Stated exercise:
Copy out every line of the records below verbatim, leaving out the pictures.

::::::

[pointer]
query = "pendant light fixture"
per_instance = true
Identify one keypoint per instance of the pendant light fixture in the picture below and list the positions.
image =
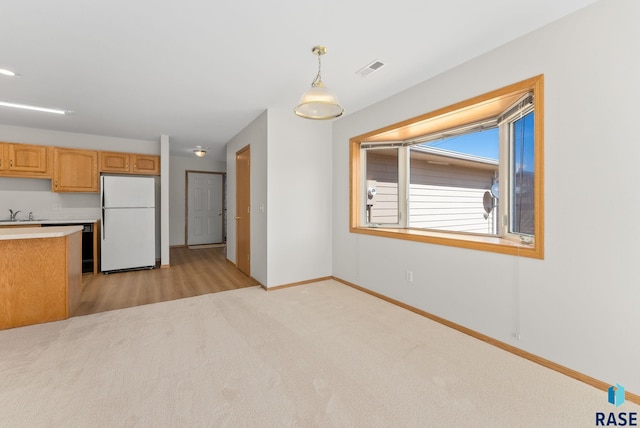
(318, 102)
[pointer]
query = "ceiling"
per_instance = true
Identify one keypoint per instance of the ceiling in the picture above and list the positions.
(200, 71)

::::::

Solution:
[pointer]
query = "pendant light fixture"
per_instance = true
Identify one keypoint per instance of the pendant light fixture in the picture below and list the positions.
image =
(318, 102)
[pointer]
query = "ceiling"
per_instance = true
Identify one keypoint per instance of the ceiling in the picture above and list the positions.
(200, 71)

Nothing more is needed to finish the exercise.